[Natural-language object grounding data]

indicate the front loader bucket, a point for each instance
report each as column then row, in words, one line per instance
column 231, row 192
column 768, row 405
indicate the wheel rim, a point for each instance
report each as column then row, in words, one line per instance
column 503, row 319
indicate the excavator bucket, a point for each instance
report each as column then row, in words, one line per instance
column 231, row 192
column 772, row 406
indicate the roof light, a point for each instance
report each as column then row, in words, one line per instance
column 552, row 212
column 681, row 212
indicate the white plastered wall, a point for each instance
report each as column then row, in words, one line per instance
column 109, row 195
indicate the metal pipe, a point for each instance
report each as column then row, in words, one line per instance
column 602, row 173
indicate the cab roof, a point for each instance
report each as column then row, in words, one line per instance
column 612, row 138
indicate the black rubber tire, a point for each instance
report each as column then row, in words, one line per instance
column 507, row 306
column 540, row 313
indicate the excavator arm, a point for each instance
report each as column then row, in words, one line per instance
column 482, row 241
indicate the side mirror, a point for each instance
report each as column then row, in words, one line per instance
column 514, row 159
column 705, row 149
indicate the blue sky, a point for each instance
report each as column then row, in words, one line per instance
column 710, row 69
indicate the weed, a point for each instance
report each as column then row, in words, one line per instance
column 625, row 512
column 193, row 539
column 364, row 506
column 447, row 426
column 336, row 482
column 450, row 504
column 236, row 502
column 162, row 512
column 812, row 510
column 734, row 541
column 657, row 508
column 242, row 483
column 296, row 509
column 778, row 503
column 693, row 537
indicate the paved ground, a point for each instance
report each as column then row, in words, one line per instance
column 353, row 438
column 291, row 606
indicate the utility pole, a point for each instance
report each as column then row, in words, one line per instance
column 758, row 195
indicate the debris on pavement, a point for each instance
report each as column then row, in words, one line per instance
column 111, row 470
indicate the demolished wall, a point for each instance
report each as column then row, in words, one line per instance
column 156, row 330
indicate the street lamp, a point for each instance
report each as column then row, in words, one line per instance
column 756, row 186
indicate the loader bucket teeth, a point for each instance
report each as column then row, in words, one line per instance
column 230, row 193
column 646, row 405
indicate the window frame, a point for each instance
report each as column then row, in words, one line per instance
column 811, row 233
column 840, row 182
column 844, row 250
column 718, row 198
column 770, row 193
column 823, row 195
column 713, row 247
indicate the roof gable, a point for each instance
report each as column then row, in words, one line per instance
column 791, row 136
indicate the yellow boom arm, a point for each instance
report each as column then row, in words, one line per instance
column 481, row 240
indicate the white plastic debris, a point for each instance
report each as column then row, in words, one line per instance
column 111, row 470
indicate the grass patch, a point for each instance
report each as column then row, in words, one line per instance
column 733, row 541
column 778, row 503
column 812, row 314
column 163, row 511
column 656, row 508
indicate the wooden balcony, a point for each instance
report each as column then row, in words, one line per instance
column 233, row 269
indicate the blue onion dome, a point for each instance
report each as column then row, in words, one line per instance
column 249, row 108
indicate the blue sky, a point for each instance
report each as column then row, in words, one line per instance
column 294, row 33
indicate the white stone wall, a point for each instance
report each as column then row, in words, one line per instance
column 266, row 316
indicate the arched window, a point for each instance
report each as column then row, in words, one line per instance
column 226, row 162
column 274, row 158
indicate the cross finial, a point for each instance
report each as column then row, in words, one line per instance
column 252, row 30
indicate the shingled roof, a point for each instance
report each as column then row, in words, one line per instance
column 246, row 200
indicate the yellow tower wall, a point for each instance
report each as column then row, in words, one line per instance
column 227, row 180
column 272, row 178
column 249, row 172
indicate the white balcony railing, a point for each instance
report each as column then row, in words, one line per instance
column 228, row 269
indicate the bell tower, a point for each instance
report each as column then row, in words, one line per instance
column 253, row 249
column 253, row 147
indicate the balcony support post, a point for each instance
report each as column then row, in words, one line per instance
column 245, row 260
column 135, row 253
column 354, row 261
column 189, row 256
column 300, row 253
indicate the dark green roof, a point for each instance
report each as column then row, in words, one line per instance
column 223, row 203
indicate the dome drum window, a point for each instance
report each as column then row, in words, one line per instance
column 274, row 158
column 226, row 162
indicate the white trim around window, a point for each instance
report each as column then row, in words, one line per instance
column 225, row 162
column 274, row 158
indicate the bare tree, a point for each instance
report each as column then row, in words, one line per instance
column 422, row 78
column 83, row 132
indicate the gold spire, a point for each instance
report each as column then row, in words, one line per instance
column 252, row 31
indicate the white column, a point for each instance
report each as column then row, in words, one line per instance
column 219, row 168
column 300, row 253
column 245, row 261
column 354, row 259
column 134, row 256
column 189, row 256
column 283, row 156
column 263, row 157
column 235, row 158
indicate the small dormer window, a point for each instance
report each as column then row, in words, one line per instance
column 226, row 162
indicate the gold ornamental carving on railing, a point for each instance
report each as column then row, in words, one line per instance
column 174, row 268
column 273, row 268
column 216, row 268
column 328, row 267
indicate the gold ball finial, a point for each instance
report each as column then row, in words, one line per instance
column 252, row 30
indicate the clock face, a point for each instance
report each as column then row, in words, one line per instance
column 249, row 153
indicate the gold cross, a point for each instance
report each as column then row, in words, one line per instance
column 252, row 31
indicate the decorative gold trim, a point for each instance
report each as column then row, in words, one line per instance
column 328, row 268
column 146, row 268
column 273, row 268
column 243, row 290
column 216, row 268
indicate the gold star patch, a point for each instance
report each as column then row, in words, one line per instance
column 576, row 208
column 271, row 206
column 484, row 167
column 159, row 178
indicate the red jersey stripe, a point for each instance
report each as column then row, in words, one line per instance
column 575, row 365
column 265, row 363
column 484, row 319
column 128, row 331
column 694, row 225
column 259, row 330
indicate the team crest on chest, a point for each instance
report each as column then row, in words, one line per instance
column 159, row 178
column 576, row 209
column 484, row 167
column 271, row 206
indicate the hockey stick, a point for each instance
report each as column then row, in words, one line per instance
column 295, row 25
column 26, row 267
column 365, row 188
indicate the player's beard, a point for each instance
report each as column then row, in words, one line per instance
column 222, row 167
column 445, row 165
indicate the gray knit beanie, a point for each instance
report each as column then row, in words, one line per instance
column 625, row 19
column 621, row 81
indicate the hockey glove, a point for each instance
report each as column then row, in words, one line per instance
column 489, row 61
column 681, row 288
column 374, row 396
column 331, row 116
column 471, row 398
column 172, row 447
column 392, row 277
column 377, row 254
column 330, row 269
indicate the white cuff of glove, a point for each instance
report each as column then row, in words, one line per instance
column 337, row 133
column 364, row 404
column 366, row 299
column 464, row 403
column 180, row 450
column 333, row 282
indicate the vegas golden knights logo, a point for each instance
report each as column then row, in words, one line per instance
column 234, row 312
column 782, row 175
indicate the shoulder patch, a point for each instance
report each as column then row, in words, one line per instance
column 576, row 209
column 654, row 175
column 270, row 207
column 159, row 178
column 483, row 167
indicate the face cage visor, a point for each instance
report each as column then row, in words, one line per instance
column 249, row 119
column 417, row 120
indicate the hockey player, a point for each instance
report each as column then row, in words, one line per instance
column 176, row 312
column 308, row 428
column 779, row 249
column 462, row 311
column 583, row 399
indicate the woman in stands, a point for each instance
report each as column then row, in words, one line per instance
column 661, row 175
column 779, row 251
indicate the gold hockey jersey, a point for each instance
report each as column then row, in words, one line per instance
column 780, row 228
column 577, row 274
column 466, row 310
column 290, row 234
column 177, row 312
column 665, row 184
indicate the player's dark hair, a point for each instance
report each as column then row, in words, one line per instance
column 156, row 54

→ **WORK TASK**
Return each entry from above without altering a single character.

→ **RESULT OF THIS EXERCISE**
indicate the front loader bucket, a point for each instance
report each as column then row, in words, one line per instance
column 231, row 192
column 768, row 405
indicate the wheel rim, a point for each instance
report each as column then row, in words, one line per instance
column 503, row 319
indicate the excavator bucket, a point for each instance
report each as column then row, in words, one line per instance
column 231, row 192
column 772, row 406
indicate the roof light, a point for each instance
report each as column then row, in words, one line per instance
column 552, row 212
column 681, row 212
indicate the white plastered wall, a point for each instance
report each as column then row, in words, one line per instance
column 109, row 195
indicate the metal pipe, a point for each instance
report each as column then row, in words, one line per instance
column 602, row 173
indicate the cab roof, a point for each instance
report each as column then row, in words, one line per instance
column 612, row 138
indicate the black rubber tire, a point for each instance
report each as column then row, in words, one line per instance
column 507, row 306
column 540, row 313
indicate the excavator arm, a point for each instance
report each as column then row, in words, one line per instance
column 482, row 241
indicate the side mirror, a point for each instance
report each as column then row, in words, one line per instance
column 514, row 159
column 705, row 149
indicate the blue sky, a point for each instance
report each as column then row, in words, one line per instance
column 710, row 69
indicate the weed, a point for each instance
report each as column then row, in words, one line per instance
column 625, row 512
column 193, row 539
column 364, row 506
column 447, row 426
column 336, row 482
column 450, row 504
column 236, row 502
column 162, row 512
column 812, row 510
column 734, row 541
column 657, row 508
column 242, row 483
column 296, row 509
column 778, row 503
column 693, row 537
indicate the paved ground, a point for each instance
report each as column then row, in words, one line per instance
column 353, row 438
column 291, row 606
indicate the utility pole, a point for each instance
report each as column then row, in words, one line per instance
column 758, row 195
indicate the debris on pavement, a point for each instance
report each as column then row, in words, one line per instance
column 111, row 470
indicate the demolished wall, a point for each instance
report each as column then row, in words, one line per instance
column 156, row 330
indicate the street lamp, a point for each instance
report each as column then row, in words, one line per instance
column 756, row 186
indicate the loader bucket teeth, a point for each instance
report each as column then row, in words, one line per instance
column 230, row 193
column 646, row 405
indicate the window frame, a point for each instance
report each as column then row, in words, one line per instance
column 811, row 233
column 840, row 182
column 844, row 250
column 718, row 198
column 770, row 193
column 823, row 195
column 713, row 247
indicate the roof gable, a point for each instance
report each as column then row, in words, one line per instance
column 791, row 136
indicate the yellow boom arm, a point for each instance
report each as column then row, in words, one line per instance
column 481, row 240
indicate the white plastic debris, a point for each instance
report each as column then row, in words, one line per instance
column 111, row 470
indicate the grass patch, a point for each instance
report each as column then row, in words, one line per instance
column 733, row 541
column 778, row 503
column 812, row 314
column 163, row 511
column 656, row 508
indicate the wooden balcony, a point for each instance
report each as column then row, in words, one line per instance
column 233, row 269
indicate the blue onion dome, a point for each instance
report each as column then row, in words, one line per instance
column 249, row 108
indicate the blue sky, a point for each instance
report each as column then row, in words, one line per instance
column 294, row 33
indicate the white stone wall, a point for each instance
report each as column then row, in words, one line per instance
column 266, row 316
indicate the arched window, a point for each instance
report each as column then row, in words, one line per instance
column 226, row 162
column 274, row 158
indicate the cross finial, a point for each instance
report each as column then row, in words, one line per instance
column 252, row 30
indicate the shingled roof, a point for each instance
report each as column then row, in words, one line per instance
column 246, row 200
indicate the yellow tower wall, a point for each instance
report each as column then row, in words, one line per instance
column 227, row 180
column 272, row 178
column 249, row 172
indicate the white balcony railing, a point for each instance
report each as column then row, in words, one line per instance
column 228, row 269
indicate the bell tower, a point for each instance
report each as column then row, in words, one line per instance
column 253, row 249
column 253, row 147
indicate the balcony support post, a point for each instance
report each as column then row, in words, one line per instance
column 245, row 260
column 135, row 253
column 354, row 261
column 189, row 256
column 300, row 253
indicate the dark green roof, a point for each instance
report each as column then row, in words, one line per instance
column 223, row 203
indicate the dome drum window, a point for each instance
report each as column then row, in words, one line per instance
column 274, row 158
column 226, row 162
indicate the white trim around window, a point for each instance
report each as column then row, in words, one line per instance
column 225, row 162
column 274, row 158
indicate the bare tree, a point for each instance
report each as column then row, in words, one line per instance
column 422, row 78
column 83, row 132
indicate the gold spire, a point for each instance
report each as column then row, in words, one line per instance
column 252, row 31
indicate the white column, a point for each instance
report each as column then row, in words, one line per instance
column 219, row 168
column 300, row 253
column 245, row 261
column 354, row 259
column 134, row 256
column 189, row 256
column 283, row 156
column 263, row 157
column 235, row 158
indicate the small dormer window, a point for each instance
report each as column then row, in words, one line per instance
column 226, row 162
indicate the gold ornamental carving on railing, a point for each instance
report each as column then row, in words, one line per instance
column 174, row 268
column 273, row 268
column 216, row 268
column 328, row 267
indicate the gold ball finial, a point for each instance
report each as column then row, in words, one line per instance
column 252, row 30
indicate the clock face, a point for each instance
report each as column then row, in words, one line per instance
column 249, row 153
indicate the gold cross, a point for each instance
report each as column then row, in words, one line per instance
column 252, row 31
indicate the decorative gold trim, a point for each instance
report each as column then row, in words, one line per instance
column 328, row 268
column 146, row 268
column 273, row 268
column 243, row 290
column 216, row 268
indicate the gold star patch, a point for each instance
report each as column then row, in words, one line per instance
column 576, row 208
column 271, row 206
column 484, row 167
column 159, row 178
indicate the red jersey stripe, a point for each instance
report each as column then row, in words, one line per instance
column 575, row 365
column 265, row 363
column 484, row 319
column 128, row 331
column 694, row 225
column 259, row 330
indicate the team crest on chest, a point for each instance
report each as column then row, in words, one line per instance
column 159, row 178
column 576, row 209
column 484, row 167
column 271, row 206
indicate the hockey stick, a point for each instance
report each as column then row, in words, one line per instance
column 295, row 25
column 26, row 267
column 365, row 188
indicate the player's beard, a point for each instance
report each as column then row, in words, one line per instance
column 222, row 167
column 445, row 165
indicate the gray knit beanie, a point for each instance
report each as column then row, in words, one line per instance
column 625, row 19
column 621, row 81
indicate the hockey glove, a point for each instance
report each as column then row, in words, one line per instance
column 489, row 61
column 681, row 288
column 374, row 396
column 331, row 116
column 471, row 398
column 172, row 447
column 392, row 277
column 377, row 254
column 330, row 269
indicate the white cuff of glove, a point for each instance
report each as column then row, in words, one line per instance
column 337, row 133
column 364, row 404
column 366, row 299
column 464, row 403
column 180, row 450
column 333, row 282
indicate the vegas golden knights logo, a point for each instance
report each as column then row, in words, one line per instance
column 234, row 312
column 782, row 175
indicate the shoulder patch, a point for each instance
report each as column then row, in words, one line per instance
column 576, row 209
column 654, row 175
column 270, row 207
column 159, row 178
column 483, row 167
indicate the face cage visor, a point for each instance
report each as column then row, in words, one line per instance
column 249, row 119
column 417, row 120
indicate the hockey player, a point for each instance
report each as column then row, in words, one line per instance
column 176, row 312
column 308, row 428
column 779, row 249
column 462, row 311
column 583, row 399
indicate the woman in stands, a point for each instance
report each as column then row, in words, one line per instance
column 661, row 175
column 779, row 251
indicate the gold hockey jersey, a point for each instance
report each as column then row, in words, one line per instance
column 780, row 228
column 577, row 274
column 466, row 310
column 290, row 234
column 177, row 312
column 665, row 184
indicate the player's dark hair, a point for each instance
report each as column then row, in words, one line per instance
column 156, row 54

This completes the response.